> **Zu erledigen**
a – Beantworten Sie drei Fragen zum Textauszug:
(i) Welches Instrument hält die moderne Undine in der Hand?
(ii) Als was wird Johnny bezeichnet?
(iii) Wie heißt der Vorgänger, mit dem das neue Werk verglichen wird?
b – Schreiben Sie aus den Einträgen Zeilen unverändert ab: Beginnen Sie bei der Zeile mit „Mark one point on every instance of the eyeglasses“ und hören Sie nach der Zeile mit „pixel 142 374“ auf.

======== Textauszug

Die Songs der modernen Undine, Seestern im Haar, Ukulele in der Hand, werden von Filous, Beutelschneidern, Haderlumpen und Bauernfänger bevölkert. Im Irrgarten von "Onward Aeropuerto" treffen wir unter anderem auf Johnny, den KGB-Spion, eine Art Deco Lady im Fledermauskleid und einen großen Hai.

Im Gegensatz zum Vorgänger "Traffic Island" fährt die Sängerin die Arrangements stark zurück, bis nur noch minimalistische Skizzen von ihnen bleiben. Die Aufmerksamkeit steht ausschließlich auf ihrer Stimme und ihren Geschichten. Grazil und zerbrechlich führt Conrad durch ihre Songs, die zwischen Element Of Crime, Amanda Palmer, Brecht und Weill hin und her driften.

================
======== Daten zur Aufgabe

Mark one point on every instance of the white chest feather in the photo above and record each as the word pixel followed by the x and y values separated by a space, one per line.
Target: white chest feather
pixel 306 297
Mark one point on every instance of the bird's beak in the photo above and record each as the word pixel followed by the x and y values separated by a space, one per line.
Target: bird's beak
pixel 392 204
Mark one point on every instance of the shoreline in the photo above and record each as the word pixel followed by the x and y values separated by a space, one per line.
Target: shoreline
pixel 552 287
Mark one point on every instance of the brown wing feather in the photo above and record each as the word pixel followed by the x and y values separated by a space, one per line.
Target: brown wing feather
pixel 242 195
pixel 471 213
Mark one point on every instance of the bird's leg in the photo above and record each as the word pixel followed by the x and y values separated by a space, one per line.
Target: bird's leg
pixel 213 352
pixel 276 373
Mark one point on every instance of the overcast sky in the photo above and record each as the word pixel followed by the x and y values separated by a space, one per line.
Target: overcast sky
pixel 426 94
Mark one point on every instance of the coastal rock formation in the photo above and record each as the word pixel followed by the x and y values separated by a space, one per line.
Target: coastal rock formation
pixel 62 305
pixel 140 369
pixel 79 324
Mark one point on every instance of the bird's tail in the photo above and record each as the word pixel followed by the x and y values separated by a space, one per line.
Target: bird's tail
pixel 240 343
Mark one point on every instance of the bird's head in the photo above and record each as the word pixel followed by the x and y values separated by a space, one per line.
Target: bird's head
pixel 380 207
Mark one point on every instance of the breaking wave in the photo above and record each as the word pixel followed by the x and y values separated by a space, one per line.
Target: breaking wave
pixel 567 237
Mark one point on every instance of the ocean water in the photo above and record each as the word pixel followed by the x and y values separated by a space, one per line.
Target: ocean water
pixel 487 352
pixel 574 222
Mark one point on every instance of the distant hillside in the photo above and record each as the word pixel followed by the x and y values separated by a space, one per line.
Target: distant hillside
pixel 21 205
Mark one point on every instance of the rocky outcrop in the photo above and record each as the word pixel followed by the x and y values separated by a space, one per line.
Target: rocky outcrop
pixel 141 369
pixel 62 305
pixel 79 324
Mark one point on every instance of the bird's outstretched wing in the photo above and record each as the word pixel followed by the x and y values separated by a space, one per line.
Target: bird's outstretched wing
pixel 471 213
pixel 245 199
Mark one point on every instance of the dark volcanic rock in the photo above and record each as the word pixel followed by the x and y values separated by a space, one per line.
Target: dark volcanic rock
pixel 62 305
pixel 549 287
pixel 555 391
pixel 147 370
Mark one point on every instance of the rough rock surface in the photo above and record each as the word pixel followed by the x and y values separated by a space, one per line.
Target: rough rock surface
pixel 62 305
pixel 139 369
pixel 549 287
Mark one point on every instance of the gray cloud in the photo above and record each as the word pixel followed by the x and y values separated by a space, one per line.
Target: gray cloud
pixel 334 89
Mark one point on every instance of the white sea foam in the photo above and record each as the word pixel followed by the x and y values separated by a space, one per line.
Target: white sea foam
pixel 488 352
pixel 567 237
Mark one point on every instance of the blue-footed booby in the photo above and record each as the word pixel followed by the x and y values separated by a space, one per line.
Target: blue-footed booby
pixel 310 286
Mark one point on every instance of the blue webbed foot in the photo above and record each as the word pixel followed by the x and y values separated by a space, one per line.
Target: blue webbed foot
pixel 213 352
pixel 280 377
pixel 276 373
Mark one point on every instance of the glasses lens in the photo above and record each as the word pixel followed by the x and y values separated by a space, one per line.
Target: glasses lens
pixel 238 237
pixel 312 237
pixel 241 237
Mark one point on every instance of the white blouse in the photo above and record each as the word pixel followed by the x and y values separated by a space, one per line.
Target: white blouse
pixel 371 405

================
======== Daten zur Aufgabe

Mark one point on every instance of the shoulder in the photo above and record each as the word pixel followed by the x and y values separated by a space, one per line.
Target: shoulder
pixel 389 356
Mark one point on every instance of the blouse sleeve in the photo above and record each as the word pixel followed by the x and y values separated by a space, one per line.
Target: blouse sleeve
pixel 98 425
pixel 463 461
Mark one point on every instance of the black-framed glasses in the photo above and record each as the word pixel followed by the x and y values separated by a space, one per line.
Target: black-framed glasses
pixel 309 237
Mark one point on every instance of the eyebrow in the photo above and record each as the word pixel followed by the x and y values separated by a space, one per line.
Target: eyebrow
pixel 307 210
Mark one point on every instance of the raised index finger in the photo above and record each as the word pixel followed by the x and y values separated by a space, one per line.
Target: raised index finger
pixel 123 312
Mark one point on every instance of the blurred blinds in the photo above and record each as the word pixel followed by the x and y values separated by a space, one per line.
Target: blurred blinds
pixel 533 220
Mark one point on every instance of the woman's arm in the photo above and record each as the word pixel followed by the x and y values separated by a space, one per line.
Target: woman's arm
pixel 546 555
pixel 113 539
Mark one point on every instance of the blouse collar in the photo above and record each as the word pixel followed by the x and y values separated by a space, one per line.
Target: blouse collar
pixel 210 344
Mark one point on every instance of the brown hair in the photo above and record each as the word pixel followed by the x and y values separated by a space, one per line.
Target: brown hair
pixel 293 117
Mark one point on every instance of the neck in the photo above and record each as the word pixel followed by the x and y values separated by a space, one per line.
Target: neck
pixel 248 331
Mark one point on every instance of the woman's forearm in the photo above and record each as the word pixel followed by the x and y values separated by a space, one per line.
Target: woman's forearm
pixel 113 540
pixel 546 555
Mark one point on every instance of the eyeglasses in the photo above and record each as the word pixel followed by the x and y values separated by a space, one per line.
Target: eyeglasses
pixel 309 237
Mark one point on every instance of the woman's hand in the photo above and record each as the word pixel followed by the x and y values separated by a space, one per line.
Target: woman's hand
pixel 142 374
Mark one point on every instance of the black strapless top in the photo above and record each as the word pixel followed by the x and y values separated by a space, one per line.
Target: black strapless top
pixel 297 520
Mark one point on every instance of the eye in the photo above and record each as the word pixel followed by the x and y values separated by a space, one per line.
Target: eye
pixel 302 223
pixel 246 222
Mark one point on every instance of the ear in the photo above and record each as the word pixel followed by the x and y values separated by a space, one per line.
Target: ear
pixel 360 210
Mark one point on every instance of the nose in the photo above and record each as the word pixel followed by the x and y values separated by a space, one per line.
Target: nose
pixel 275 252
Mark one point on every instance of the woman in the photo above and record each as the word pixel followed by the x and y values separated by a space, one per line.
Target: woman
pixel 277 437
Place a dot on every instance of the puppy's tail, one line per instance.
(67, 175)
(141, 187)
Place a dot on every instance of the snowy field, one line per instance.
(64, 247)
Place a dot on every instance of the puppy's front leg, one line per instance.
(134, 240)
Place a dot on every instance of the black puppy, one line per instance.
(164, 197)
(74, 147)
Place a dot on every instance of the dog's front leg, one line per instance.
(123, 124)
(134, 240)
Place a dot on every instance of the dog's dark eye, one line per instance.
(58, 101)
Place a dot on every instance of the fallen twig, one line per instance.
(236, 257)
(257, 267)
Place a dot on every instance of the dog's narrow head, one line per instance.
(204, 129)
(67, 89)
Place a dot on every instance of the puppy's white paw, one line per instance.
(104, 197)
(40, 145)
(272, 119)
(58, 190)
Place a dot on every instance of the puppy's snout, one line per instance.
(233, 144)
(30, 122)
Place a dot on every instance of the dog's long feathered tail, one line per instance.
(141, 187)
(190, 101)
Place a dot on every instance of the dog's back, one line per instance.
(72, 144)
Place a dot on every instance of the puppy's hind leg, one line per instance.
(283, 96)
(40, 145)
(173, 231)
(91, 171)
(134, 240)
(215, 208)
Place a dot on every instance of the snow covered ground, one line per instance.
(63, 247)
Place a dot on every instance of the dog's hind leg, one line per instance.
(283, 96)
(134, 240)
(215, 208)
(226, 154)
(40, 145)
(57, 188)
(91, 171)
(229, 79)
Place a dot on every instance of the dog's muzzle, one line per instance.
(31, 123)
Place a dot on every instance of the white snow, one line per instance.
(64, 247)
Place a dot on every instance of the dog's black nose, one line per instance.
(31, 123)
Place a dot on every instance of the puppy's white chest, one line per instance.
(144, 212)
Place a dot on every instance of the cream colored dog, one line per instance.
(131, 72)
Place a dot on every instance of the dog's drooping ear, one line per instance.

================
======== Daten zur Aufgabe

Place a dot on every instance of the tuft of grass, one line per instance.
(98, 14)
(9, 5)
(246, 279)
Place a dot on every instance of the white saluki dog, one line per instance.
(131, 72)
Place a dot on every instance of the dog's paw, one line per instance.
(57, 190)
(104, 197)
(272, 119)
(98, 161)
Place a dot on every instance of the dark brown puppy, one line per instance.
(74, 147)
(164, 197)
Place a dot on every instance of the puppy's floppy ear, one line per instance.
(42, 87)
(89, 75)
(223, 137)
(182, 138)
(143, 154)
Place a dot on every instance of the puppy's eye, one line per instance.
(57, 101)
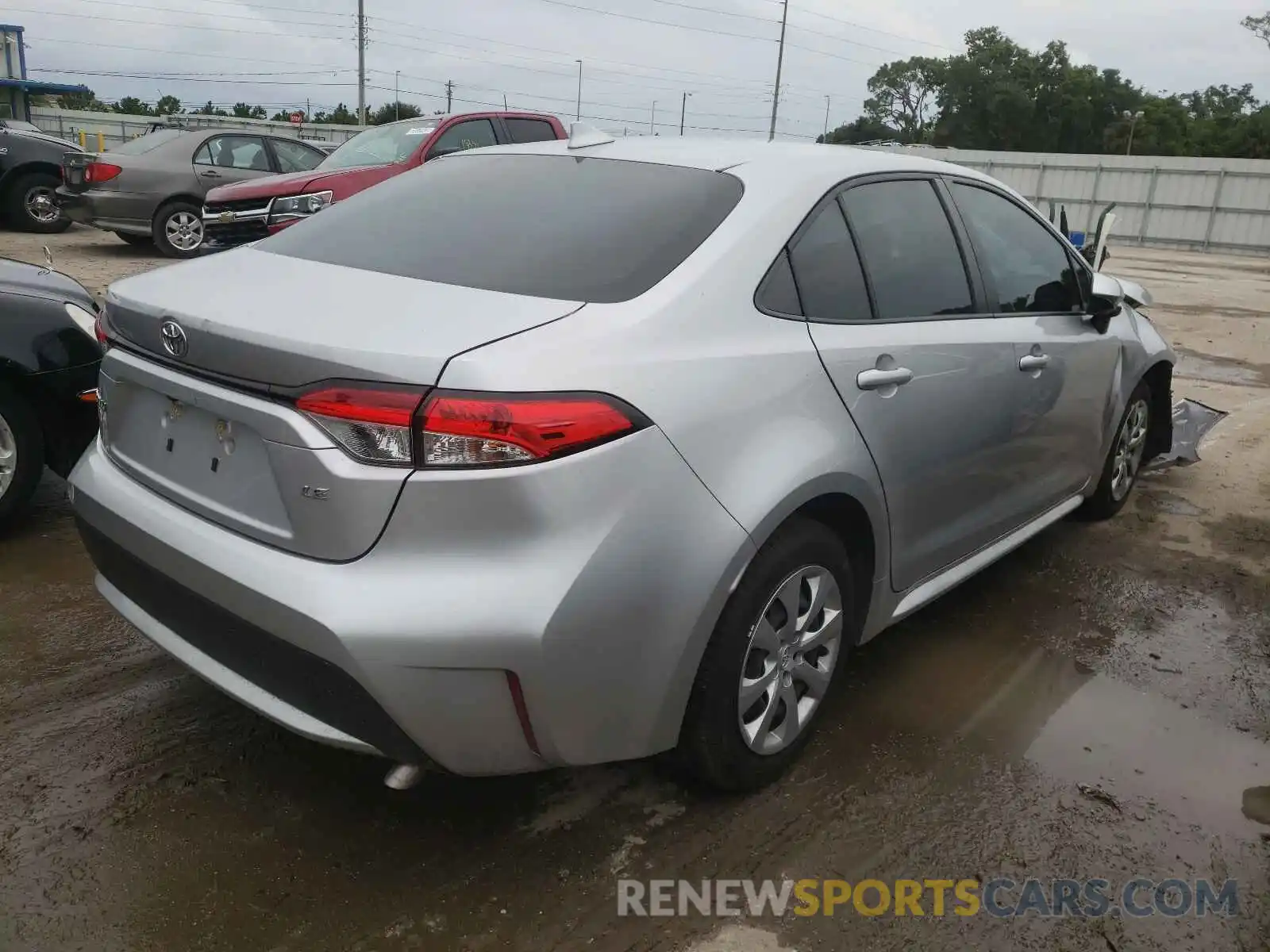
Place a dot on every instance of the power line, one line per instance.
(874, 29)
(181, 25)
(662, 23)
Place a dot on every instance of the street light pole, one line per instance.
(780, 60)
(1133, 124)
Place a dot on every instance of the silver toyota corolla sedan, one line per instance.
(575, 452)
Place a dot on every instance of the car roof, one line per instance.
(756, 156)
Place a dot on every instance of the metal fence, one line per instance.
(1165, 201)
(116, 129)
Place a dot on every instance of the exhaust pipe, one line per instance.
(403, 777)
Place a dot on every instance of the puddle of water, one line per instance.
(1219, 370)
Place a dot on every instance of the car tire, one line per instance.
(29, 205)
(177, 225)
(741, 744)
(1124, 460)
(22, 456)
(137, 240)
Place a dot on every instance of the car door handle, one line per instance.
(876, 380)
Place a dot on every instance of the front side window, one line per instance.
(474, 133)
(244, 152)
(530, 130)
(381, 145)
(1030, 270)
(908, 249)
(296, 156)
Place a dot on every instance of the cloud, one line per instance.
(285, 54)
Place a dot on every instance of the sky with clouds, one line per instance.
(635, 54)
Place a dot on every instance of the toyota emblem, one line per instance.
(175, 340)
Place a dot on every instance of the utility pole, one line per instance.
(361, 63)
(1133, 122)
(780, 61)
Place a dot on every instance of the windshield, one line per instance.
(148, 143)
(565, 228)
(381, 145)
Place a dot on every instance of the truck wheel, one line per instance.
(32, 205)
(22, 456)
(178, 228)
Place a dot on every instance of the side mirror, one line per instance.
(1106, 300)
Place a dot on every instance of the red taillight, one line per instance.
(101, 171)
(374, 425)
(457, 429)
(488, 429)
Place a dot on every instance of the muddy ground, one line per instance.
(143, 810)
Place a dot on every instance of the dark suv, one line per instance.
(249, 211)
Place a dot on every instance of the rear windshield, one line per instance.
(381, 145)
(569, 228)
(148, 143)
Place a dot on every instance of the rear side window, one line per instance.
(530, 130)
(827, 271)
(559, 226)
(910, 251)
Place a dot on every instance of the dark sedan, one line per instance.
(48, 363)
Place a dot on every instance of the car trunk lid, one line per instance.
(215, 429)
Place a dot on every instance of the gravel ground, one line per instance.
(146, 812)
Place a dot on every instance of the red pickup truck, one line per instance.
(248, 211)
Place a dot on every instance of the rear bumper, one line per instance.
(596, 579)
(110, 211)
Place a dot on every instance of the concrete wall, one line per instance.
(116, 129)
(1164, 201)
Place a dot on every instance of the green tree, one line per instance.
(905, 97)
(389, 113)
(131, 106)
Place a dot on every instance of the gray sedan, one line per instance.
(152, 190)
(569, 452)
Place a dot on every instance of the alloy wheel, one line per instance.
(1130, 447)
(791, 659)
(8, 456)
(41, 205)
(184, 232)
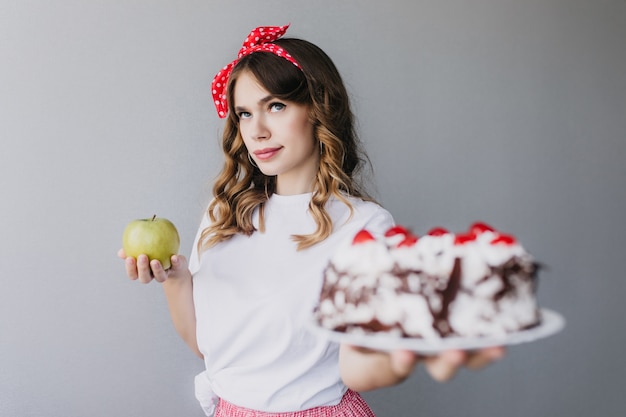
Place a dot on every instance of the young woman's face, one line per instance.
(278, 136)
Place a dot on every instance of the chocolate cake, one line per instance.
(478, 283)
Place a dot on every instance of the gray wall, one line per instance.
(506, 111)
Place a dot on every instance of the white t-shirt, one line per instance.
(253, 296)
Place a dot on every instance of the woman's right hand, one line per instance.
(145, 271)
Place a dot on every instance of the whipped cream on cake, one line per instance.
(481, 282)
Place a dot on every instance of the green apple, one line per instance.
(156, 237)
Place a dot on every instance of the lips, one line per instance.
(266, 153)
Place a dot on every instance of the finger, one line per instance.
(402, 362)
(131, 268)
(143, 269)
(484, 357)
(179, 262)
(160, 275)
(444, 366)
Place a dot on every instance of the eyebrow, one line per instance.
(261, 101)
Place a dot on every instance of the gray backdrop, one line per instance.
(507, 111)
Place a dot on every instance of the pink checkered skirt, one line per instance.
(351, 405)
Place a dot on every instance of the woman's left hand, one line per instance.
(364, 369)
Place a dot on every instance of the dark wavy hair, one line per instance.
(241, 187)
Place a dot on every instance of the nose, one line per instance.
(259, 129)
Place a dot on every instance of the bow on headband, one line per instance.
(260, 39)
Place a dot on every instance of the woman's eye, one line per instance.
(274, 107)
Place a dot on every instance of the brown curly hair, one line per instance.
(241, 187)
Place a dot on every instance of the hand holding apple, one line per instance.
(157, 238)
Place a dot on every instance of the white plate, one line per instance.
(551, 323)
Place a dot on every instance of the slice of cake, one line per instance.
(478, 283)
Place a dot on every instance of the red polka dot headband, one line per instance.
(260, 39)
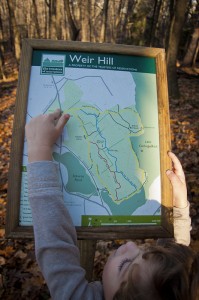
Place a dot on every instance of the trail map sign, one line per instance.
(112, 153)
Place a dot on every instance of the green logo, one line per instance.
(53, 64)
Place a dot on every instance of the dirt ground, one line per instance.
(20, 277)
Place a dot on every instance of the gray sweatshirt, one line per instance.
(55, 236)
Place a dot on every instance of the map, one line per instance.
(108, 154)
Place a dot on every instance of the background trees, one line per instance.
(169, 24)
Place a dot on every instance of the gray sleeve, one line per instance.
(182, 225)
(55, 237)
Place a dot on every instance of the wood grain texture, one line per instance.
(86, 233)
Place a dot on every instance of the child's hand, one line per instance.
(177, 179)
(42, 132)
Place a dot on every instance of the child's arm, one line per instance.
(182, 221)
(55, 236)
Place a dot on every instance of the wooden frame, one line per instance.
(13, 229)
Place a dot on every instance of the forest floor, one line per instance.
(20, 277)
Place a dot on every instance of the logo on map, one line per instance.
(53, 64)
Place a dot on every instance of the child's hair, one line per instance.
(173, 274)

================

> **Lösungen**
a –
(i) Eine Ukulele.
(ii) Als KGB-Spion.
(iii) „Traffic Island“.

b –
Mark one point on every instance of the eyeglasses in the photo above and record each as the word pixel followed by the x and y values separated by a space, one per line.
Target: eyeglasses
pixel 309 237
Mark one point on every instance of the woman's hand in the photo above and record each as the word pixel followed by the x and y values separated by a space, one per line.
Target: woman's hand
pixel 142 374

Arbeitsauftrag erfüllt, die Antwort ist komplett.